> [YOUR GOAL]:
List every person named in the excerpt below about police surveillance of the Nation of Islam.

> [TEXT SEGMENT]:
######

The Muslims in the Los Angeles area, like their cult elsewhere, are highly disciplined. The “clean cut” Negro, well dressed and groomed, is the most likely member of the organization; male members of the inner circle wear dark suits, white shirts and maroon ties. Many are well-educated, all are well trained.

Officers should, however, be apprehensive and alert to any eminent threat to these fanatics. Patrol Officers should request “back-up” on any investigation or police incident involving a possible MUSLIM, regardless of how trivial the incident…”17

Their method of identification and analysis was dangerously vague. First, their assertion that mosques had “gun clubs” implied that Muslims were armed and therefor a threat to patrolmen. Second, their use of terms such as “fanatic,” “aggressive,” and “psychotic” painted the picture to trainees that the Fruit of Islam would not fear using their alleged weapons and made the Muslims justifiable targets for police attack. Third, their statement that “the clean cut” Negro, well dressed and groomed, is the most likely member of the organization is sufficiently nebulous that almost any Black man dressed in a dark suit could be targeted, whether a Fruit of Islam, a lawyer, or a Baptist preacher. The national and state paranoia may have aroused the San Diego Police Department’s anxiety. But since San Diego did not have a substantial Muslim population, why did they express such concern?

The Los Angeles Police Department may have cautioned the San Diego Police Department. In an April 1962 interview by Donald McDonald of the Center for the Study of Democratic institutions, Los Angeles police department chief William H. Parker admitted his concern over racial tensions in Los Angeles. A published interview reads:

Parker: you can’t ignore these problems [racial tensions]. I am reading a book now dealing with an organization which is totally anti-Caucasian. We have been watching it with concern for a Jong lime.

Q: Do you Mean the Muslims?

Parker: Yes, the Black Muslims of America [Sic]. The Negro author of this book [C. Eric Lincoln] does an apparently objective analysis of this problem. Of course, our primary job is to enforce the law. . . But we ought to also be interested enough in our work to look into some of the causes of these problems.

Less than one year after police were called in to repress the struggle between Muslims and Safeway detectives and during the very month of the shooting, the chief of police admitted that he was conducting surveillance of the Nation of Islam.

######

> [DATA LISTING]:
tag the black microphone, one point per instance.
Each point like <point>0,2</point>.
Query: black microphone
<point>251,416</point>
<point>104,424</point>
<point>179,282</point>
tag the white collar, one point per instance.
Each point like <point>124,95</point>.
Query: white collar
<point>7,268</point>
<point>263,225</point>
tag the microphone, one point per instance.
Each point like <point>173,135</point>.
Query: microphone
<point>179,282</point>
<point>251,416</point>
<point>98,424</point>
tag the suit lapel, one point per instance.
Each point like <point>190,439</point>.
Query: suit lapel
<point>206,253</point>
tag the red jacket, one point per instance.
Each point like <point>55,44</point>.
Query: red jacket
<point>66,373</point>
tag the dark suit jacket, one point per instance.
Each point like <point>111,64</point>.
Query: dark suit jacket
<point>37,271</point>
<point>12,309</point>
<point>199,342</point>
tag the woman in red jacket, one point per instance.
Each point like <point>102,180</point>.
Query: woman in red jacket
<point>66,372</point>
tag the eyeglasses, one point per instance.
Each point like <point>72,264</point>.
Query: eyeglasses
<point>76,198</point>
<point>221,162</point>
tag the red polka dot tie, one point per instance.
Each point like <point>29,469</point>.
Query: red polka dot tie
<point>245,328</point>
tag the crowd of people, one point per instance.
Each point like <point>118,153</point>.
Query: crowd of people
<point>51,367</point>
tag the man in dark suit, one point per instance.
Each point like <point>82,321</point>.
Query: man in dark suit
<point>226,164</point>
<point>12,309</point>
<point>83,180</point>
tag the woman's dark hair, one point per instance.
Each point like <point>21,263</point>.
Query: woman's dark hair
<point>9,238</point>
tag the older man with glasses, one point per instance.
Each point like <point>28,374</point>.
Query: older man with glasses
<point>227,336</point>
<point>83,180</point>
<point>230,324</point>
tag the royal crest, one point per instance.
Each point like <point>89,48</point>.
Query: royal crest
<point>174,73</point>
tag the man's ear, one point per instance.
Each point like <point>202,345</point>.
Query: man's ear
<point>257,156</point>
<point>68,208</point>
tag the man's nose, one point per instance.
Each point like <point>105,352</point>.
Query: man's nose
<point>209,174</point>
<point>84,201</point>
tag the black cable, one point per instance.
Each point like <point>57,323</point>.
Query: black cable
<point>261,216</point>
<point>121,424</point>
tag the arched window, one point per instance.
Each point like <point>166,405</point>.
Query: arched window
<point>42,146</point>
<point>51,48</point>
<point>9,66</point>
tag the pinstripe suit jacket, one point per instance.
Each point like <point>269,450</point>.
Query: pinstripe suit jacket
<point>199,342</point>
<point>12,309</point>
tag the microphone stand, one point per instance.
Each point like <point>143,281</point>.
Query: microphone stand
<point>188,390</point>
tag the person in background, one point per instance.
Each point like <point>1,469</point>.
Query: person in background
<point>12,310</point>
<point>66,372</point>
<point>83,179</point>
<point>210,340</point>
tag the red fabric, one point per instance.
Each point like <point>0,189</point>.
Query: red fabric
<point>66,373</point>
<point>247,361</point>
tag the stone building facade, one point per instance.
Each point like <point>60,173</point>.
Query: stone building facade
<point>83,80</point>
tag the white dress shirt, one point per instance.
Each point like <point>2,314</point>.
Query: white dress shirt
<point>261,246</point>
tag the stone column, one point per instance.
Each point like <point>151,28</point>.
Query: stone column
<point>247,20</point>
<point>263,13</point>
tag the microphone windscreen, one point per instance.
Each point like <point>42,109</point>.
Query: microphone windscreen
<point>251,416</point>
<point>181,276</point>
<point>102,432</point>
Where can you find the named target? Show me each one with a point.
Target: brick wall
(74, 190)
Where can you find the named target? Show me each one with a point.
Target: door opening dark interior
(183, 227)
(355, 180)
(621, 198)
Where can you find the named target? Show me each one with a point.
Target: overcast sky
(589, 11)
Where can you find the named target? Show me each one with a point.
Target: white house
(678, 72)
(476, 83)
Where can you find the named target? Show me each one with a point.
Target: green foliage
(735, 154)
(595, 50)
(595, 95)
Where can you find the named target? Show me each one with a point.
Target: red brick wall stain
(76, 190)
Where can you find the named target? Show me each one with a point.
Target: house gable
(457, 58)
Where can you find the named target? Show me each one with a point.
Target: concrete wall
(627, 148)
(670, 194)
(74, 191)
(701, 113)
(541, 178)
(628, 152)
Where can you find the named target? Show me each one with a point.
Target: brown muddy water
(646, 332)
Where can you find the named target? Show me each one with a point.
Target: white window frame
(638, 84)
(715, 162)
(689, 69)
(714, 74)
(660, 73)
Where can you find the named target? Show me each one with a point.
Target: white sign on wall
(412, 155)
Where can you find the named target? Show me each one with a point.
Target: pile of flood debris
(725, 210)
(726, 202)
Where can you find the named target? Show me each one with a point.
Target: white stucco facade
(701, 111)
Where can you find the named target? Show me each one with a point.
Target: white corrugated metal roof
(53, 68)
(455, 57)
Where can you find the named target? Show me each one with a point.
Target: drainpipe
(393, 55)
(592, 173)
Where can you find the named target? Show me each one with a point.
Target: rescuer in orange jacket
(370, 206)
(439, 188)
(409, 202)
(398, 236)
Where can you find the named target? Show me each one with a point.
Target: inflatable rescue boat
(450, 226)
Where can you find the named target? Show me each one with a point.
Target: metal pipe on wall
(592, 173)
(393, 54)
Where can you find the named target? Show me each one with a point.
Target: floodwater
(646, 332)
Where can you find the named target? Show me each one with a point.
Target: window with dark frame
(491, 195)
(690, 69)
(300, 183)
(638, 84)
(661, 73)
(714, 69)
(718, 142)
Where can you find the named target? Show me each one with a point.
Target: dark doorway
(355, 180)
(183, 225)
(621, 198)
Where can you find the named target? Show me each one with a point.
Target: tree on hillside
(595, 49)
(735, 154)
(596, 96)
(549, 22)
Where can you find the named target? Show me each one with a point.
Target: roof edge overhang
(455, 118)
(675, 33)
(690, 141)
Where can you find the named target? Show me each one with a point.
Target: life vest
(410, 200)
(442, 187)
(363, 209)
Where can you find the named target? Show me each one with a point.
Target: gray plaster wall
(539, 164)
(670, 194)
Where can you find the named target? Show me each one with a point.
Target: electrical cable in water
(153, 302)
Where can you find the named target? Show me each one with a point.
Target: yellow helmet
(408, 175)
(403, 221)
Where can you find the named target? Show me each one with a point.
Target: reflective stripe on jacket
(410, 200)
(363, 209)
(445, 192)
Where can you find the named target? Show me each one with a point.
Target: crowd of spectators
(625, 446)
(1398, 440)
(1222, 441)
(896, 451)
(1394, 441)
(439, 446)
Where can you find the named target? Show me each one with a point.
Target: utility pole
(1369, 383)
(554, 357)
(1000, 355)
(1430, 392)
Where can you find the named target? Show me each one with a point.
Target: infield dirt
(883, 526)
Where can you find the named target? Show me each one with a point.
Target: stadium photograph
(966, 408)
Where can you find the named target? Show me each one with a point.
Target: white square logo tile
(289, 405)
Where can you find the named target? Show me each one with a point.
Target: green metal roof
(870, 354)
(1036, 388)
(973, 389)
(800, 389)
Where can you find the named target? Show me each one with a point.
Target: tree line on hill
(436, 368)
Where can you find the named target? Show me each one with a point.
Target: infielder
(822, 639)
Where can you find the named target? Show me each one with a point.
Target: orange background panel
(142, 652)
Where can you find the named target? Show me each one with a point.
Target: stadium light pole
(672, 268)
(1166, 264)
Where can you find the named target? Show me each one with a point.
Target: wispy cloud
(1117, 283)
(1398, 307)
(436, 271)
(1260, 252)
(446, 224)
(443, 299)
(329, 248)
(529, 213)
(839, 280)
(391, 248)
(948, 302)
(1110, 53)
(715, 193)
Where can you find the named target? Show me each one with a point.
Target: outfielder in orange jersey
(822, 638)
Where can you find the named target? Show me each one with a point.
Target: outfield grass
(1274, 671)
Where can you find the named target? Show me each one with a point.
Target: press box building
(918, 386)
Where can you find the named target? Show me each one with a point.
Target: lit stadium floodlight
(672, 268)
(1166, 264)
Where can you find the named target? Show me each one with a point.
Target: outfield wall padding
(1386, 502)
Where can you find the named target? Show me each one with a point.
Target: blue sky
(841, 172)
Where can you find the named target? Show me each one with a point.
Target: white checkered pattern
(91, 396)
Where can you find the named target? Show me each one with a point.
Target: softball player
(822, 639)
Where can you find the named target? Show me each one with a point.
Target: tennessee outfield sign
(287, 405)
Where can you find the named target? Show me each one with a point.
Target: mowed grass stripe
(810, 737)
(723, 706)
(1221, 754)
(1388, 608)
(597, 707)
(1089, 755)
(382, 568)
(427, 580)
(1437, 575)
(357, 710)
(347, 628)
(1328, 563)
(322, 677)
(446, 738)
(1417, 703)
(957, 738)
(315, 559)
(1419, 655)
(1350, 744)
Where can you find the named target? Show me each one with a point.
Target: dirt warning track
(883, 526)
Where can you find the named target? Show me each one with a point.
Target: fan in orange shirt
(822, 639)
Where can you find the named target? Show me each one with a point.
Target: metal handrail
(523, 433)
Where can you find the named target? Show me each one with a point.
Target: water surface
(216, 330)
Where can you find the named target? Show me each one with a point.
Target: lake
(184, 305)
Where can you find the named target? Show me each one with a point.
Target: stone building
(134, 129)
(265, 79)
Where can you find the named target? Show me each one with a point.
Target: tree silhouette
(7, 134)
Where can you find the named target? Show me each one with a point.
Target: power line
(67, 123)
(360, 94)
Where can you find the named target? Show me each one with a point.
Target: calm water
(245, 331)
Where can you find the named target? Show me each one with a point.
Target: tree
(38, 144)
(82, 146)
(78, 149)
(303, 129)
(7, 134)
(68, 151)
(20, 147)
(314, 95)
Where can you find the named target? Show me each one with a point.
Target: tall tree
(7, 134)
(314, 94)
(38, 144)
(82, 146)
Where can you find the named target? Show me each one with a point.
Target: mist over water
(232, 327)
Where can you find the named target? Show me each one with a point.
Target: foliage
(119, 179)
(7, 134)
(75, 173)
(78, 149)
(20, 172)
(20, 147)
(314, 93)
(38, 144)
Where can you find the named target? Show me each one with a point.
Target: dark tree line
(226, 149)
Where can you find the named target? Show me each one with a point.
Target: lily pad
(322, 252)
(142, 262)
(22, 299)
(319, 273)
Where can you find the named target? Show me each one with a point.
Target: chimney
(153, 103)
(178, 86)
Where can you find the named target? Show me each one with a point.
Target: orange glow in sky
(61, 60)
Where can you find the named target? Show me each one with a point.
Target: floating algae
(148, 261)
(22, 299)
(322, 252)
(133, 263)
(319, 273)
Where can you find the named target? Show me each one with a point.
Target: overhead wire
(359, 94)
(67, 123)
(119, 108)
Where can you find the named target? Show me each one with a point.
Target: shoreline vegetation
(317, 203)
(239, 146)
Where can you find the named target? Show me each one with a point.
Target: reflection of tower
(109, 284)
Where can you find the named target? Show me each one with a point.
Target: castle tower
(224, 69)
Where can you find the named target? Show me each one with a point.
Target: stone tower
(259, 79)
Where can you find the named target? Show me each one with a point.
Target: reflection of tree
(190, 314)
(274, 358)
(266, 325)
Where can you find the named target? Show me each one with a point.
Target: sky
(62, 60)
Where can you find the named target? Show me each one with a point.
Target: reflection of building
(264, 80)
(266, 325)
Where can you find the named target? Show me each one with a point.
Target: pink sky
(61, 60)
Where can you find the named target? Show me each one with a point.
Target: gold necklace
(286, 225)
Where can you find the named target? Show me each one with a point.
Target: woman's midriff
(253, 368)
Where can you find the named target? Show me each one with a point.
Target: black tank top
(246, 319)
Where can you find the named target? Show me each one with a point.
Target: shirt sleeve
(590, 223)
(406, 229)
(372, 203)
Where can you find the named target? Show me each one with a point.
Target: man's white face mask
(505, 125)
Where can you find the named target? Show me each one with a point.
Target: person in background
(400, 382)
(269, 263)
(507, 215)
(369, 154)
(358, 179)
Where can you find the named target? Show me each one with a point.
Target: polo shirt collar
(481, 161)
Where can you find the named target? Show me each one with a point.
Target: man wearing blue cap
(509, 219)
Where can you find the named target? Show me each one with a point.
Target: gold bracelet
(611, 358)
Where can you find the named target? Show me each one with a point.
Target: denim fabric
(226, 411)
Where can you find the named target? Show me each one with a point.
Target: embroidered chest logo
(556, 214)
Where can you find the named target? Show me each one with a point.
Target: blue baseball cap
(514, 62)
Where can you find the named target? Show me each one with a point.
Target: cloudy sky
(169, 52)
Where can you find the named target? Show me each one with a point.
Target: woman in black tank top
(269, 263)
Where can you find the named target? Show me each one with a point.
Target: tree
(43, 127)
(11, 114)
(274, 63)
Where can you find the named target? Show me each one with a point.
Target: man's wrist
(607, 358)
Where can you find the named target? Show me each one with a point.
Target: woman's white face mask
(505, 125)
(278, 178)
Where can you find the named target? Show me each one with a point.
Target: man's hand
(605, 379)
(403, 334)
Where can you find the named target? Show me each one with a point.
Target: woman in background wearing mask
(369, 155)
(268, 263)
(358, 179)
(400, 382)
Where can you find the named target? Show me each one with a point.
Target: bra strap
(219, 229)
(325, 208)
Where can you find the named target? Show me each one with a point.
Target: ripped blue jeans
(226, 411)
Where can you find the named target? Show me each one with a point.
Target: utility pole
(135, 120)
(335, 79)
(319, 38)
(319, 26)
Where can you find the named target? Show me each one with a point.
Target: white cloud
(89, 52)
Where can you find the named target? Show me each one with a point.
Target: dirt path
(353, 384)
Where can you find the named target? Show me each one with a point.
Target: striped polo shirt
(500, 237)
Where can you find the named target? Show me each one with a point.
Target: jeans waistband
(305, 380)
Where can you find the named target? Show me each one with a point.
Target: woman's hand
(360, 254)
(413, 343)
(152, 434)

######

> [YOUR SOLUTION]:
Donald McDonald, William H. Parker, C. Eric Lincoln